• [Exercise materials]:
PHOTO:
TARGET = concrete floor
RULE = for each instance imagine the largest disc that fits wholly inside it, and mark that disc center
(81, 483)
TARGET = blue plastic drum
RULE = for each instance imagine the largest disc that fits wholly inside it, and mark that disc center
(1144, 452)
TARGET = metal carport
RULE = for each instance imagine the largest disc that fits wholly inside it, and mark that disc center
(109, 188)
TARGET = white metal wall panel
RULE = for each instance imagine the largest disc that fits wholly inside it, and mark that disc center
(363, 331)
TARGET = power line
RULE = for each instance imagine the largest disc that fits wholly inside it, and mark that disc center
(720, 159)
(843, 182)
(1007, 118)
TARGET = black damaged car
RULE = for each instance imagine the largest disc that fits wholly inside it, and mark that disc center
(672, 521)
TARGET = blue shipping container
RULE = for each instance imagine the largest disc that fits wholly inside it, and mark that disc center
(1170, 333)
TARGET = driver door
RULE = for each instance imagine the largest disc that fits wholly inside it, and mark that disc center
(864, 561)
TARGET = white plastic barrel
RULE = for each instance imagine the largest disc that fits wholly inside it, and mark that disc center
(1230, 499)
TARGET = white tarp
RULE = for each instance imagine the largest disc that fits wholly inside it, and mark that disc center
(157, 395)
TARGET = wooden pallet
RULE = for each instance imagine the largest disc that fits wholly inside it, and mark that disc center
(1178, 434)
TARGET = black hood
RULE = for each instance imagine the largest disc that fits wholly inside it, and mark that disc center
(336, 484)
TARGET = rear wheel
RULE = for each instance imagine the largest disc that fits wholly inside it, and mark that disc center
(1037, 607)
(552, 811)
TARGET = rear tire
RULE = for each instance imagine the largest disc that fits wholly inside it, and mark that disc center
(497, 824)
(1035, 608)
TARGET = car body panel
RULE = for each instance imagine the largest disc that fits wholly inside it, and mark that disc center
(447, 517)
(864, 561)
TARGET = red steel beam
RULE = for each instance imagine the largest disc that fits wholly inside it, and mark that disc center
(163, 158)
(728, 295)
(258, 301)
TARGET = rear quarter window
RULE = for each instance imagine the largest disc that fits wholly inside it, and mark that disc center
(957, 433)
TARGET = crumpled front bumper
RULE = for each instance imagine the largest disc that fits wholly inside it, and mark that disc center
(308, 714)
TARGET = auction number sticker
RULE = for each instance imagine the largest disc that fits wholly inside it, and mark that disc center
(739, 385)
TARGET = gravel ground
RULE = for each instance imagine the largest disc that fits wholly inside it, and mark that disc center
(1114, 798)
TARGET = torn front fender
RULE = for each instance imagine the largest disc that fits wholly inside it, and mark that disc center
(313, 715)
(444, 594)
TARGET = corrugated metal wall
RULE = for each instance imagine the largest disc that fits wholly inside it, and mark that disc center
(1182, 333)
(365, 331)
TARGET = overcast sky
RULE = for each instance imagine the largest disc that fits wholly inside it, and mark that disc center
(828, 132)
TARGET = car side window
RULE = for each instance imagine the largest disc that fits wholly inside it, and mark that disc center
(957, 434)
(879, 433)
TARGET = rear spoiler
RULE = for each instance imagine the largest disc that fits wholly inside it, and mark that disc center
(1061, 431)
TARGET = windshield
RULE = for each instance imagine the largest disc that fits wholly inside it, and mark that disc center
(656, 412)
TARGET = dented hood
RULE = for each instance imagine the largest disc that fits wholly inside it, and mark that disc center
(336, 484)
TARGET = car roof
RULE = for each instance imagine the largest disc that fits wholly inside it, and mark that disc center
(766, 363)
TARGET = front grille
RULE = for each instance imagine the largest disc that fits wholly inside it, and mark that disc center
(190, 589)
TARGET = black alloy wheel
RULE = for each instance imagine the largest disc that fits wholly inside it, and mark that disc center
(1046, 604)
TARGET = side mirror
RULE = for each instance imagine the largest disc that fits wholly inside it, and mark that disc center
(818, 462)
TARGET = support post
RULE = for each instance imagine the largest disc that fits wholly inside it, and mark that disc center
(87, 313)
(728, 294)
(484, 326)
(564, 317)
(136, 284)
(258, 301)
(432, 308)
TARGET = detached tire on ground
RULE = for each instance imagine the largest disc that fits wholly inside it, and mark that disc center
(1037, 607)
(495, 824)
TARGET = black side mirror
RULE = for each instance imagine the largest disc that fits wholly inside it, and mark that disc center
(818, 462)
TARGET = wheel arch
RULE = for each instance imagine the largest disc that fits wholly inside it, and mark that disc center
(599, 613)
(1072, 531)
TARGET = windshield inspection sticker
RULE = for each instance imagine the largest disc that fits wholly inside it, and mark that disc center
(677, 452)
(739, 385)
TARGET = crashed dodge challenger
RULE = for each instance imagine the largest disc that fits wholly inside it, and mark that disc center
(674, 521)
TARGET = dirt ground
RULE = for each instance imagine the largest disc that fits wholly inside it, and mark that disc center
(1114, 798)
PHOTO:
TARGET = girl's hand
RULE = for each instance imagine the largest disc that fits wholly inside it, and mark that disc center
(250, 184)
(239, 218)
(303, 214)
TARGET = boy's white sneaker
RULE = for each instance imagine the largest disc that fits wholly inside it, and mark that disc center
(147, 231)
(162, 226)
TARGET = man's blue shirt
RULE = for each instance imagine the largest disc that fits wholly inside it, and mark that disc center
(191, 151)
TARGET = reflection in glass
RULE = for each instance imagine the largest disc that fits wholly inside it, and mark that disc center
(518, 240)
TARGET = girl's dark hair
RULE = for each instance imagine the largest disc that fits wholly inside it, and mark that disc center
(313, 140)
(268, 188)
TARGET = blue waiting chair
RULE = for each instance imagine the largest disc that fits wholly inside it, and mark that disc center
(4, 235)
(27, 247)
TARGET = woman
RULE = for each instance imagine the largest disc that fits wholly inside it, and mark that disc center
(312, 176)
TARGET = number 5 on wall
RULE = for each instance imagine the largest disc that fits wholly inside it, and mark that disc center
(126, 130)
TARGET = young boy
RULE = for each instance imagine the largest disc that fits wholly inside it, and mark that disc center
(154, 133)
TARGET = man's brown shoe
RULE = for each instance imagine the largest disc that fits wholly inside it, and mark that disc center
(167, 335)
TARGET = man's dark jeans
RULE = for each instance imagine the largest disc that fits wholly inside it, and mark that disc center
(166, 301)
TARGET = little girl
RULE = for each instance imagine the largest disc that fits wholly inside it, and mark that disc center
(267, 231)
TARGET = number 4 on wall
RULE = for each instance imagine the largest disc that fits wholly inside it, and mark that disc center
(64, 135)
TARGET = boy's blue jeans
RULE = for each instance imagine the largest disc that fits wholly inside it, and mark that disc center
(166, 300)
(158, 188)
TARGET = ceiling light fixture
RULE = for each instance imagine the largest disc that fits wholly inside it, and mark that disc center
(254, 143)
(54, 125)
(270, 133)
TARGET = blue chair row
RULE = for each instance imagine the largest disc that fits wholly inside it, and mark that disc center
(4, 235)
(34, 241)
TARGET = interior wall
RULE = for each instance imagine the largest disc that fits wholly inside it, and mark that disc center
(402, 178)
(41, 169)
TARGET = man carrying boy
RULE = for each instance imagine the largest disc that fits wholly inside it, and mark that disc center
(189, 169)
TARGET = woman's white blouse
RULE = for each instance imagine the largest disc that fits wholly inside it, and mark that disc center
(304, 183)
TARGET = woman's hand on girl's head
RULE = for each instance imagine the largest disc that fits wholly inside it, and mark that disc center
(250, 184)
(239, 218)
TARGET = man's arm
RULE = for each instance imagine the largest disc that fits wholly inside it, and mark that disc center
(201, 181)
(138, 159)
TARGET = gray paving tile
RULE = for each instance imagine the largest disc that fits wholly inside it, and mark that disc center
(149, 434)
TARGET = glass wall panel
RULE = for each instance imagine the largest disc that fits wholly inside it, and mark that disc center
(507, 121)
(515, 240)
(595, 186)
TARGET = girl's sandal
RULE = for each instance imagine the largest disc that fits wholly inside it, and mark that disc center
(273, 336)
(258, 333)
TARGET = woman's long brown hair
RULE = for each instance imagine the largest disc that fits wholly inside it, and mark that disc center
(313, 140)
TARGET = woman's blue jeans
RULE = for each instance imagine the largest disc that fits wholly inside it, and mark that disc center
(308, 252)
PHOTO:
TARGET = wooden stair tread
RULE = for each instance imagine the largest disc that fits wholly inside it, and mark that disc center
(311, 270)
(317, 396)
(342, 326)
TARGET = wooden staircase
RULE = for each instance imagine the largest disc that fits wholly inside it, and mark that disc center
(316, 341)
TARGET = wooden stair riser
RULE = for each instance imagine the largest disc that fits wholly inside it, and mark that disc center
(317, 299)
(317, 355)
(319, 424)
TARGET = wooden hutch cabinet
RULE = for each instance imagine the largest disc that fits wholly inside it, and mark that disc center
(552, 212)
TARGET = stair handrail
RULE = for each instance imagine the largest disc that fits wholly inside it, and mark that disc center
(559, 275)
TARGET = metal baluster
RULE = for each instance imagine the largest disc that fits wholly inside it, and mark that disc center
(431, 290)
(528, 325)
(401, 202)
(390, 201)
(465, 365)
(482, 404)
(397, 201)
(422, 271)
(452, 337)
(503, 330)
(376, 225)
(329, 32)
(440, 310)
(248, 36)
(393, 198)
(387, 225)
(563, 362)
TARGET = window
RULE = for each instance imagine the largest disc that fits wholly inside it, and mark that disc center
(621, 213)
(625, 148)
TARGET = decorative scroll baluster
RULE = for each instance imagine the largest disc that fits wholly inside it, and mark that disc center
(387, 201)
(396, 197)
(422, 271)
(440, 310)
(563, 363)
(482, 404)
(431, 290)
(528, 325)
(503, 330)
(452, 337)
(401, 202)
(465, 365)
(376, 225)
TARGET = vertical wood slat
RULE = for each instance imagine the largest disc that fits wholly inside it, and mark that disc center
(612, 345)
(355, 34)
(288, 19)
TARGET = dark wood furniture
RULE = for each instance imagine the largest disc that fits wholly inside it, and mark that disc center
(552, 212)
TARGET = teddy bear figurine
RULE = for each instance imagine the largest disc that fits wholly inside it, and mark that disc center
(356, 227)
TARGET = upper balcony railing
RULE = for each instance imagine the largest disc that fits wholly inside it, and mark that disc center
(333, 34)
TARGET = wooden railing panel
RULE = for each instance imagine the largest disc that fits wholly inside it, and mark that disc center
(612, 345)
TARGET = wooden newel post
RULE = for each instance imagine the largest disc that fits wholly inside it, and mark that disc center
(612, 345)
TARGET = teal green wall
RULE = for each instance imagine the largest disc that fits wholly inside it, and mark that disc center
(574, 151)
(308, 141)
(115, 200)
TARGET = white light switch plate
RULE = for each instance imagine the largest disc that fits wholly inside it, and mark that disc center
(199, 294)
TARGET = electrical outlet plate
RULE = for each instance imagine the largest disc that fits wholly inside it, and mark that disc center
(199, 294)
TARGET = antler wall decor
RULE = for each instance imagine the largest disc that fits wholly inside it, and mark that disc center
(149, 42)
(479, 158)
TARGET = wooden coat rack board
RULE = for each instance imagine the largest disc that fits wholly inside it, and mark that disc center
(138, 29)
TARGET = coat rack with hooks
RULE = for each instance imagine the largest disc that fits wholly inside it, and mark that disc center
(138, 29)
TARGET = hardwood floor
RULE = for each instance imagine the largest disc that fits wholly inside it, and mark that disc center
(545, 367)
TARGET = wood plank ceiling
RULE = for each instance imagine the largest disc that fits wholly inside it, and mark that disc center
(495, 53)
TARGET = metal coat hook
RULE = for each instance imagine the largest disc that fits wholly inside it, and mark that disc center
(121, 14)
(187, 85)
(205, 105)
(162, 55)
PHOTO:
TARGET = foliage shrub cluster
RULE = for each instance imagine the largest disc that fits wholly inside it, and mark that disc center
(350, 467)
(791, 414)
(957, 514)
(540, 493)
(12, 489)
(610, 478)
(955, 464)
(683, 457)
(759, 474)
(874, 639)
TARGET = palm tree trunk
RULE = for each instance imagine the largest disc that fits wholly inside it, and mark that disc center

• [Task goal]:
Rescale the data from the line with "TARGET = hardwood floor" through the end, copying every line, including the requests. Multiply each point coordinate in the answers by 1.9 and round to a whole number, rounding halves up.

• [The result]:
TARGET = hardwood floor
RULE = for each instance imagine the largest disc that fits wholly inside it, and mark that disc center
(1036, 697)
TARGET = wood plank ceiling
RULE = for each instance imagine the largest disc that fits wholly inside it, and mark that disc center
(941, 101)
TARGET = metal coat hook
RULE = for each instance imagine the largest disc that fits wholly inside it, and mark that disc center
(230, 27)
(355, 162)
(390, 200)
(308, 105)
PHOTO:
TARGET = foliage shrub cluster
RULE = for each instance imagine the largest disc that fits wholly inside it, and mark that disc center
(665, 887)
(1503, 787)
(1818, 977)
(1026, 937)
(23, 929)
(1159, 908)
(1815, 882)
(1298, 868)
(1442, 901)
(1661, 1214)
TARGET = palm tree trunk
RULE = for each instance imagine the largest disc that fits wholly inside it, and mark that disc center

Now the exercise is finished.